- **Given request**:
Copy out the records below, substituting "location of each" for every "position of each" and leaving everything else unchanged.

===== Data provided

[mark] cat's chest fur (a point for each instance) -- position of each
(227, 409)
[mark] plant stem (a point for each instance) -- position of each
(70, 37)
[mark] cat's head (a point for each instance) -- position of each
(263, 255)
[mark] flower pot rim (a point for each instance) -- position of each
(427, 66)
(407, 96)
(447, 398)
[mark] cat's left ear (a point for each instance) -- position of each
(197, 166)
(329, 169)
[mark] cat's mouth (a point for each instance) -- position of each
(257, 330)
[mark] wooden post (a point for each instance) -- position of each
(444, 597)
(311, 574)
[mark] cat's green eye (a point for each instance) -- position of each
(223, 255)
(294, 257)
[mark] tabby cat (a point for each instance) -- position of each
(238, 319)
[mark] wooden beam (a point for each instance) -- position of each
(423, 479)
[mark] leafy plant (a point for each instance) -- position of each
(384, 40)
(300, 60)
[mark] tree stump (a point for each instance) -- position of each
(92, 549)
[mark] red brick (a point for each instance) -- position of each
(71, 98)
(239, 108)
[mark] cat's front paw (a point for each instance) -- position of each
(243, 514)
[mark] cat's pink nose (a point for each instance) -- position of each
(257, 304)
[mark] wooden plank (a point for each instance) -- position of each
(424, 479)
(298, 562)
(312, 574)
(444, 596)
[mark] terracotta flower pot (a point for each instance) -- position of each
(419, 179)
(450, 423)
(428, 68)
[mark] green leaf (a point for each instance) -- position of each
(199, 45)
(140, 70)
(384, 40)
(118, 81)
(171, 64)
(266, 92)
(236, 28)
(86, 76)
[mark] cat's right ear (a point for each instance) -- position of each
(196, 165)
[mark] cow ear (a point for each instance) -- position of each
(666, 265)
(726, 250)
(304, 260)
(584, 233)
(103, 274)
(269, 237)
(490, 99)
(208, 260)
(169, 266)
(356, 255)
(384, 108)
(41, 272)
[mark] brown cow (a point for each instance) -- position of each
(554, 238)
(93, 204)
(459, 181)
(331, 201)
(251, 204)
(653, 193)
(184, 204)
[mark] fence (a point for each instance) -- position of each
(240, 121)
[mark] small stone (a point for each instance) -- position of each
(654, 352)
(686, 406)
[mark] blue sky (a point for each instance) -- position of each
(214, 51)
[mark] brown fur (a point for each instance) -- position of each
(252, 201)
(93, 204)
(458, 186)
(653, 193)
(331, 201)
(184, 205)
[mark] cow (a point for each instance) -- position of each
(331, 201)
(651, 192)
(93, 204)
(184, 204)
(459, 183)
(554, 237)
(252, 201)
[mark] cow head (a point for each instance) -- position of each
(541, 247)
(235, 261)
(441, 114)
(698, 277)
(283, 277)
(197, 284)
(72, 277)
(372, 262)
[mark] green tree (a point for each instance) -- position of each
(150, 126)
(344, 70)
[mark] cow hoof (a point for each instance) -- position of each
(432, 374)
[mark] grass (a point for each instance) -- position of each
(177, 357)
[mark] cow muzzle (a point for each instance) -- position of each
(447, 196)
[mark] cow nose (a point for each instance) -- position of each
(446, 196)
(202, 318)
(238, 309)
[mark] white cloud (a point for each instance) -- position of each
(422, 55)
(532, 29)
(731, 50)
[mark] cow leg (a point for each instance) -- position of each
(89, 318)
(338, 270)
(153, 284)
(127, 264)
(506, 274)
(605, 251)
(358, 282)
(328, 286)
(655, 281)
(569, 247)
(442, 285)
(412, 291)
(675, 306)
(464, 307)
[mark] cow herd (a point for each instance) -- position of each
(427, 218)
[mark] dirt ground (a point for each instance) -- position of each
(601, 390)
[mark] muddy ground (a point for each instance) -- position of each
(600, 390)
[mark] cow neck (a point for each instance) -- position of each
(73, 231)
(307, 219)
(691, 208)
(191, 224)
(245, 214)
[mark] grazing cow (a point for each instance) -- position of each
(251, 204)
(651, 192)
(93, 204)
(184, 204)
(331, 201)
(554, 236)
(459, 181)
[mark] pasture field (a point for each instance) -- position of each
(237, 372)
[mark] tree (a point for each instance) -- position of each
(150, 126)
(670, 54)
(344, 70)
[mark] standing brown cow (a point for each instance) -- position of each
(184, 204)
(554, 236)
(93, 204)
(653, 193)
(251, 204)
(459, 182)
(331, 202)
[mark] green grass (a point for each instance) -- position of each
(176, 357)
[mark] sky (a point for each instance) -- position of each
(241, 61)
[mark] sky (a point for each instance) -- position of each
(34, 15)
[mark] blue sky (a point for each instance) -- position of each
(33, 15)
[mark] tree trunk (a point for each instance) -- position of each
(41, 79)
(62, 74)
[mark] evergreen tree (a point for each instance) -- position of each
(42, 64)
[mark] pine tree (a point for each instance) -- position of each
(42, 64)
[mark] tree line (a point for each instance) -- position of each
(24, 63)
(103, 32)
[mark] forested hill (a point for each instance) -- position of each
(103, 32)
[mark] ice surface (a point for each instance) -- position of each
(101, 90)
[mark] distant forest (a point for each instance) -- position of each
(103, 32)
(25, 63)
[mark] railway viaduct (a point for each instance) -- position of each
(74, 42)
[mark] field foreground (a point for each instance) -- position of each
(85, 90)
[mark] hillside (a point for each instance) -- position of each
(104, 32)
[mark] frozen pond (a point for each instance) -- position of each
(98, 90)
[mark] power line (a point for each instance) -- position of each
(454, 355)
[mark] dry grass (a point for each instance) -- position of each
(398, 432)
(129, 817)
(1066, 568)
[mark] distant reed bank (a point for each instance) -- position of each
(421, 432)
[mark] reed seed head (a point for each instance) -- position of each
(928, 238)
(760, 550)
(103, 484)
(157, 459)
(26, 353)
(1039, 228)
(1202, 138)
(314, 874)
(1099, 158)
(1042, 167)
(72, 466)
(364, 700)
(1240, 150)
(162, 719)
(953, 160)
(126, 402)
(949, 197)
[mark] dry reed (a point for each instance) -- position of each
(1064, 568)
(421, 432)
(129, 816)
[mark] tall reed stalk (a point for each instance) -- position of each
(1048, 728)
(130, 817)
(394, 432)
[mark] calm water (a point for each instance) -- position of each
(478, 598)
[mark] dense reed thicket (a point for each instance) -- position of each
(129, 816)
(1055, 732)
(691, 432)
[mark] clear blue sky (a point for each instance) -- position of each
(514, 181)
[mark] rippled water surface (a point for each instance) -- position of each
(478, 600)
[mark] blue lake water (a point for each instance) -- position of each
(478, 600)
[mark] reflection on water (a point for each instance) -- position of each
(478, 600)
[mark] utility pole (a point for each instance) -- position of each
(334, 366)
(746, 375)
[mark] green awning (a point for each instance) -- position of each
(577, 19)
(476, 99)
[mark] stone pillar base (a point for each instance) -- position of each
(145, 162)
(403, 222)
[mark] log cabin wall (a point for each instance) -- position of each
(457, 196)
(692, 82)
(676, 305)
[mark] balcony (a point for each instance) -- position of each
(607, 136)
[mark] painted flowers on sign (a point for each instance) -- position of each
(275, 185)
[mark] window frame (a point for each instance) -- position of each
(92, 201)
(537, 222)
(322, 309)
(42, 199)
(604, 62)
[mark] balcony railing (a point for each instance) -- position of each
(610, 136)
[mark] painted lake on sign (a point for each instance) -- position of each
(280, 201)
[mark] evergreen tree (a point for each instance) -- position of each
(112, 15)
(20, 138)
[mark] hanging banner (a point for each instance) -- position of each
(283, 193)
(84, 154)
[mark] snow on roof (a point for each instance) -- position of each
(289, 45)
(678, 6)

==========

- **Task solution**:
[mark] cat's chest fur (a point for each instance) -- location of each
(227, 409)
[mark] plant stem (a point for each instance) -- location of each
(70, 37)
[mark] cat's head (a point for each instance) -- location of each
(263, 255)
[mark] flower pot rim (a point for each instance) -- location of each
(427, 66)
(407, 96)
(447, 398)
[mark] cat's left ear (a point for each instance) -- location of each
(197, 166)
(329, 169)
[mark] cat's mouth (a point for each instance) -- location of each
(257, 330)
[mark] wooden post (a point for each instance) -- location of each
(444, 597)
(311, 574)
[mark] cat's green eye (a point for each instance) -- location of each
(223, 255)
(294, 257)
[mark] tabby cat (a point for each instance) -- location of each
(238, 319)
[mark] wooden beam (a point for each instance) -- location of each
(423, 479)
[mark] leafy plant (a point for each instance) -- location of each
(384, 40)
(300, 60)
[mark] tree stump (a point for each instance) -- location of each
(92, 549)
[mark] red brick (a point for each instance) -- location of each
(71, 98)
(239, 108)
[mark] cat's front paw (a point for each instance) -- location of each
(243, 514)
[mark] cat's pink nose (a point for each instance) -- location of each
(257, 304)
[mark] wooden plank (a point for each instance) -- location of each
(424, 479)
(298, 562)
(312, 574)
(444, 596)
[mark] terracotta flower pot (a point for each instance) -- location of each
(419, 179)
(450, 423)
(428, 68)
[mark] green leaf (a point for each instance) -- location of each
(199, 45)
(140, 70)
(384, 40)
(118, 81)
(171, 64)
(266, 92)
(236, 28)
(86, 76)
[mark] cat's right ear (a point for each instance) -- location of each
(196, 165)
[mark] cow ear (a point for each instance) -- location of each
(666, 265)
(726, 250)
(304, 260)
(584, 233)
(103, 274)
(269, 237)
(490, 99)
(208, 260)
(169, 266)
(356, 255)
(384, 108)
(41, 272)
[mark] brown cow (a point for each instance) -- location of each
(554, 238)
(93, 204)
(459, 181)
(331, 201)
(251, 204)
(653, 193)
(184, 204)
[mark] fence (a point for each instance) -- location of each
(240, 121)
[mark] small stone (a point for each instance) -- location of each
(654, 352)
(686, 406)
[mark] blue sky (a point for each instance) -- location of each
(214, 51)
[mark] brown fur (a point for each instance) -- location of each
(252, 201)
(93, 204)
(458, 186)
(653, 193)
(331, 201)
(184, 205)
[mark] cow (a point for each instance) -- location of each
(331, 201)
(651, 192)
(93, 204)
(184, 204)
(459, 183)
(554, 237)
(252, 201)
[mark] cow head (a point for each instance) -- location of each
(541, 247)
(235, 261)
(441, 114)
(698, 277)
(283, 277)
(197, 284)
(72, 277)
(372, 262)
[mark] green tree (a point for each instance) -- location of each
(150, 126)
(344, 70)
[mark] cow hoof (a point for each instance) -- location of each
(432, 374)
[mark] grass (a point for each instance) -- location of each
(177, 357)
[mark] cow muzzle (a point for each instance) -- location of each
(447, 196)
[mark] cow nose (a point for each instance) -- location of each
(446, 196)
(202, 318)
(238, 309)
[mark] white cloud (a point for each instance) -- location of each
(422, 55)
(532, 29)
(731, 50)
[mark] cow leg (a point for each instance) -- location of each
(89, 318)
(338, 270)
(153, 284)
(127, 264)
(506, 274)
(605, 251)
(358, 282)
(328, 286)
(655, 281)
(569, 247)
(442, 285)
(412, 291)
(675, 306)
(464, 307)
[mark] cow herd (a point for each instance) -- location of each
(427, 218)
[mark] dirt ground (a point for each instance) -- location of each
(601, 390)
[mark] muddy ground (a point for each instance) -- location of each
(600, 390)
[mark] cow neck (a point for each instance) -- location of each
(73, 231)
(307, 219)
(691, 208)
(191, 224)
(245, 214)
[mark] grazing cow (a point for each instance) -- location of each
(251, 204)
(651, 192)
(93, 204)
(184, 204)
(331, 201)
(554, 236)
(459, 181)
[mark] pasture field (a point for each instance) -- location of each
(237, 372)
[mark] tree (a point for each instance) -- location of each
(150, 126)
(670, 54)
(344, 70)
[mark] standing brown cow (a point for each instance) -- location of each
(184, 204)
(554, 236)
(93, 204)
(653, 193)
(251, 204)
(459, 182)
(331, 202)
[mark] green grass (a point for each instance) -- location of each
(176, 357)
[mark] sky (a point for each instance) -- location of each
(241, 61)
[mark] sky (a point for each instance) -- location of each
(34, 15)
[mark] blue sky (a point for each instance) -- location of each
(33, 15)
[mark] tree trunk (a point for each instance) -- location of each
(41, 79)
(62, 74)
[mark] evergreen tree (a point for each instance) -- location of each
(42, 64)
[mark] pine tree (a point for each instance) -- location of each
(42, 64)
[mark] tree line (a point for each instance) -- location of each
(24, 63)
(103, 32)
[mark] forested hill (a point for each instance) -- location of each
(103, 32)
[mark] ice surface (a point for each instance) -- location of each
(101, 90)
[mark] distant forest (a point for each instance) -- location of each
(103, 32)
(25, 63)
[mark] railway viaduct (a point for each instance) -- location of each
(74, 42)
[mark] field foreground (a point for each instance) -- location of each
(85, 90)
[mark] hillside (a point for each instance) -- location of each
(104, 32)
[mark] frozen pond (a point for each instance) -- location of each
(98, 90)
[mark] power line (a point for each instance) -- location of each
(454, 355)
[mark] dry grass (a point for each instance) -- location of each
(398, 432)
(129, 817)
(1066, 568)
[mark] distant reed bank (a point for each instance) -- location of each
(421, 432)
[mark] reed seed head (a point for each instance) -- location of each
(928, 238)
(760, 550)
(103, 484)
(157, 459)
(26, 353)
(1039, 228)
(1202, 138)
(314, 874)
(1099, 158)
(1042, 167)
(72, 466)
(364, 700)
(1240, 150)
(162, 719)
(953, 160)
(126, 402)
(949, 197)
[mark] dry reed (a point for each instance) -- location of each
(1064, 568)
(421, 432)
(129, 816)
[mark] tall reed stalk (a point for each instance) -- location of each
(1048, 728)
(130, 817)
(394, 432)
[mark] calm water (a point for each instance) -- location of each
(478, 598)
[mark] dense reed thicket (a point for each instance) -- location of each
(129, 816)
(1055, 732)
(691, 432)
[mark] clear blue sky (a point for each instance) -- location of each
(514, 181)
[mark] rippled water surface (a point for each instance) -- location of each
(478, 600)
[mark] blue lake water (a point for each instance) -- location of each
(478, 600)
[mark] reflection on water (a point for each instance) -- location of each
(478, 600)
[mark] utility pole (a point for each instance) -- location of each
(334, 366)
(746, 375)
[mark] green awning (a point for each instance) -- location of each
(577, 19)
(476, 99)
[mark] stone pillar base (a point for each instance) -- location of each
(145, 162)
(403, 222)
[mark] log cabin wall (a point for each instance) -- location of each
(457, 196)
(692, 82)
(676, 305)
[mark] balcony (a point for each instance) -- location of each
(607, 136)
[mark] painted flowers on sign (a point for each instance) -- location of each
(275, 185)
[mark] window frame (a point for each instance) -- location of each
(92, 201)
(537, 222)
(322, 309)
(42, 199)
(604, 62)
[mark] balcony railing (a point for each instance) -- location of each
(610, 136)
[mark] painted lake on sign (a point for each instance) -- location of each
(280, 201)
[mark] evergreen tree (a point for each instance) -- location of each
(112, 15)
(20, 138)
[mark] hanging banner (a point for each instance) -- location of each
(283, 193)
(84, 154)
[mark] snow on roof (a point for each instance) -- location of each
(289, 45)
(678, 6)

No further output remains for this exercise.